▸ DIRECTIONS:
a – Do the following statements agree with the composite partition key example below? (i) Hive supports the timeuuid type. (ii) Hive is deprecated. (iii) The external table created in Hive is named mapped_table. Answer yes or no for each, and quote the words of the composite partition key example that decide it.
b – In the composite partition key example below, which keyspace is event_table added to?

▸ SOURCE:
- - -
Example: Use a CQL composite partition key (deprecated)

Example steps to create a CQL table, and then create an external table in Hive that maps to the CQL table.

Hadoop is deprecated for use with DataStax Enterprise. DSE Hadoop and BYOH (Bring Your Own Hadoop) are deprecated. Hive is also deprecated and will be removed when Hadoop is removed.

This example first creates a CQL table, and then creates an external table in Hive that maps to the CQL table. You cannot use the auto-created external table because Hive does not support the timeuuid or varint types used in the CQL table. You need to declare these types binary in the external table definition. The Hive table uses a SERDE property and declares a single key followed by the column declarations that correspond to columns in the CQL table. Finally, the example queries the CQL table from Hive.

Procedure

In cqlsh, add a table to the cql3ks keyspace created earlier. Create a table that uses a composite partition key.

cql3ks> CREATE TABLE event_table (
          key ascii, factor float, event_type text, event_date timestamp,
          event_id timeuuid, num_responses varint,
          PRIMARY KEY ((key, event_id), num_responses)
        );

Insert data into the table.

cql3ks> INSERT INTO event_table (
          key, factor, event_type, event_date, event_id, num_responses)
          VALUES ('KeyOne', 3.14, 'Q3-launch', '2014-09-03',
          f078d660-1961-11e3-8ffd-0800200c9a66, 1000000
        );

Create a custom external table in Hive named mapped_table that maps to the CQL event_table.
- - -
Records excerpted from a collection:

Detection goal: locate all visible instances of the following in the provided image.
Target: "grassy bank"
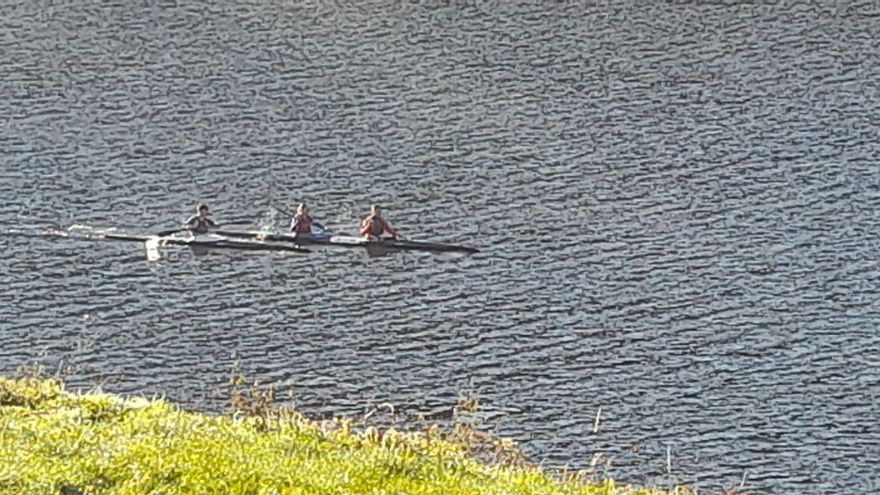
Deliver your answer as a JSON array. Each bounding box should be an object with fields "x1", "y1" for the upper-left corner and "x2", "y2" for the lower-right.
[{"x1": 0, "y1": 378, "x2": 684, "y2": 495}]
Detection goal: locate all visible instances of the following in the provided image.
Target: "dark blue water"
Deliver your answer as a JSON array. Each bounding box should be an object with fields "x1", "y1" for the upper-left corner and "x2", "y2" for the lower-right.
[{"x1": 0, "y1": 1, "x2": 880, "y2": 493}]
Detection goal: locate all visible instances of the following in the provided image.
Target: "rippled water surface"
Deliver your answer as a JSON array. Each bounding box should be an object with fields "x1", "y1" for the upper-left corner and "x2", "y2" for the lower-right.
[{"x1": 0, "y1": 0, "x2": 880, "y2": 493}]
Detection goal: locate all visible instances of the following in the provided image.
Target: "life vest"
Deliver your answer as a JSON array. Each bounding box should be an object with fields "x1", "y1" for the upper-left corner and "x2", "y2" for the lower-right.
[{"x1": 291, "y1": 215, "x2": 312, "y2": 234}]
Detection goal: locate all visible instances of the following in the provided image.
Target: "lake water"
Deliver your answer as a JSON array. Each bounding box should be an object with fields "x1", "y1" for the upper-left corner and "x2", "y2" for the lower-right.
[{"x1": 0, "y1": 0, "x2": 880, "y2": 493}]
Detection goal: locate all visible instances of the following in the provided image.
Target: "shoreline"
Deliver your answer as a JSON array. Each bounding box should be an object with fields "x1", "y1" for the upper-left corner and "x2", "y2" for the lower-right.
- - -
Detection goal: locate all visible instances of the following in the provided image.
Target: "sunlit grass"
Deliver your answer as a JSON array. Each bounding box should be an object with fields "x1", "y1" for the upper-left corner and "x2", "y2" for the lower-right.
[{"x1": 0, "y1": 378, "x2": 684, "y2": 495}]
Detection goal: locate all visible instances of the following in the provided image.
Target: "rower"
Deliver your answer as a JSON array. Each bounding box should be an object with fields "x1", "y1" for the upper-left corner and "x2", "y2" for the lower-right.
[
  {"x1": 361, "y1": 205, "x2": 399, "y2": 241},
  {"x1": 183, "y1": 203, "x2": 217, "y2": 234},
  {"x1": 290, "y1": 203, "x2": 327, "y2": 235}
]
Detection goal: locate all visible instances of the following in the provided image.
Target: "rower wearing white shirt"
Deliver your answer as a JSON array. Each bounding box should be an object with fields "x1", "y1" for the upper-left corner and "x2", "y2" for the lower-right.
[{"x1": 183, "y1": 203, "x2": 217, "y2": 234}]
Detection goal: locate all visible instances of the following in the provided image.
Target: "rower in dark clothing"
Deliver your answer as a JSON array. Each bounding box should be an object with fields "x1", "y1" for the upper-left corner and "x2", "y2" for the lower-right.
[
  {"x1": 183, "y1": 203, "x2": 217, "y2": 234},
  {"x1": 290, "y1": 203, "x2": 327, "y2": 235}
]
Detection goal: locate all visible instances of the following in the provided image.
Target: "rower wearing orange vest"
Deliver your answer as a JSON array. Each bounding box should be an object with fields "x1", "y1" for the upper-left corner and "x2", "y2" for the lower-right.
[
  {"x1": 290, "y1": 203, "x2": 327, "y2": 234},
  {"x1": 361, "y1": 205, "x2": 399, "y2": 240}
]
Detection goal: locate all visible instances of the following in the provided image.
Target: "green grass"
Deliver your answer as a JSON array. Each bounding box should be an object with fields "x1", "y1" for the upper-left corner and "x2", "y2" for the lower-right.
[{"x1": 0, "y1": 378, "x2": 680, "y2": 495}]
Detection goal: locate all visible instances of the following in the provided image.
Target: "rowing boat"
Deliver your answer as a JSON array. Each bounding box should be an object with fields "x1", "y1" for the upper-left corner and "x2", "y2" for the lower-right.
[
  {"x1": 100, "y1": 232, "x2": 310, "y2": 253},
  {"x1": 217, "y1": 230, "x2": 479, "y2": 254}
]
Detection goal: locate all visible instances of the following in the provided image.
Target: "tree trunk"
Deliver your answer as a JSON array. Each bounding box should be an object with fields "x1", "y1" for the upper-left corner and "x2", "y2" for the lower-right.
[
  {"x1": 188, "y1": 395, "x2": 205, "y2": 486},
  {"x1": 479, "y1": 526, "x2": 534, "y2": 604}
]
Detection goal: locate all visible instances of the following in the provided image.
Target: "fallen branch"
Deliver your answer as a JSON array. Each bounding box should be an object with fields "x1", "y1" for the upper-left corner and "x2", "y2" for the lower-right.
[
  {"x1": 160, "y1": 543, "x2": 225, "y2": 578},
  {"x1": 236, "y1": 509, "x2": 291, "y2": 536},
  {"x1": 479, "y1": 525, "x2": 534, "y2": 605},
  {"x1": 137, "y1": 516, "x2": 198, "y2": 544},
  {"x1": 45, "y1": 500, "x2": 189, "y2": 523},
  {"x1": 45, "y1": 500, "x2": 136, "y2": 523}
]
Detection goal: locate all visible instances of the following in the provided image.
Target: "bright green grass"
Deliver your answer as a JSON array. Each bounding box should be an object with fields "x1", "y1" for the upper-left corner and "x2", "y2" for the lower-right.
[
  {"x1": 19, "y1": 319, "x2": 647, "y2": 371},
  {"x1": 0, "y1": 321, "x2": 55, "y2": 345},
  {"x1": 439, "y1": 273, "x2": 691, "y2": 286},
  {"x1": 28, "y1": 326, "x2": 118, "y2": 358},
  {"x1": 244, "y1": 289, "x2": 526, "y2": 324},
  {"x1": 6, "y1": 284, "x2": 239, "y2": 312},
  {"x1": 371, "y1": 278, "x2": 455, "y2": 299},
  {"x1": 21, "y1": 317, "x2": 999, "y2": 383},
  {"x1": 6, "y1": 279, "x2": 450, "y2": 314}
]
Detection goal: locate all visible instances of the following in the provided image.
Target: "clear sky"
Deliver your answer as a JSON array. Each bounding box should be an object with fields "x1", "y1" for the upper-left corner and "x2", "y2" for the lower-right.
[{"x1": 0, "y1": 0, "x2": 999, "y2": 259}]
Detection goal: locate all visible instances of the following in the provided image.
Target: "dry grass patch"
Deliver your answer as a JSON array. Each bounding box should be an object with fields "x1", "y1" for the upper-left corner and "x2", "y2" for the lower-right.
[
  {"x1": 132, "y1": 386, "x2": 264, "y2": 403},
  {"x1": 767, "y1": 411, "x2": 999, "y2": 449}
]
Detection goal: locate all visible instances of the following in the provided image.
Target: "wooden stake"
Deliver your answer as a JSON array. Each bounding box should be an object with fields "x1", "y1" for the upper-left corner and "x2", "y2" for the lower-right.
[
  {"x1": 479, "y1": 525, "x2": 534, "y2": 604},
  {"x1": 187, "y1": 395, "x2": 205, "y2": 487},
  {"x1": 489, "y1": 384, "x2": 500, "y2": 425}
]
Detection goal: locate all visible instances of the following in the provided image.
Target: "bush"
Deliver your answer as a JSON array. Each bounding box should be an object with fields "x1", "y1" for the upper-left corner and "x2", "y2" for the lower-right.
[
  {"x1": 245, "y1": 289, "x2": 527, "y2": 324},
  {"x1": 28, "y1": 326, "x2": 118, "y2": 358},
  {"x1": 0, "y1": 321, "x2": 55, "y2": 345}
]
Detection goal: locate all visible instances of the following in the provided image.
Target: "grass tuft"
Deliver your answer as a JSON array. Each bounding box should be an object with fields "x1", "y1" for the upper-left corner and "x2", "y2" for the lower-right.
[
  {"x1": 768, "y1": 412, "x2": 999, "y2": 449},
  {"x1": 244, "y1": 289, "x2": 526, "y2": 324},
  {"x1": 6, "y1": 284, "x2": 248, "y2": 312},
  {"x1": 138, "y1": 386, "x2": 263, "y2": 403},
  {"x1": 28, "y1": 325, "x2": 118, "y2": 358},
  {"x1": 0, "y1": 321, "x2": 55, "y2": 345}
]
- - -
▸ TASK-BY-TASK ANSWERS:
a –
(i) No: "Hive does not support the timeuuid or varint types used in the CQL table"
(ii) Yes: "Hive is also deprecated and will be removed when Hadoop is removed."
(iii) Yes: "Create a custom external table in Hive named mapped_table that maps to the CQL event_table."

b – The cql3ks keyspace.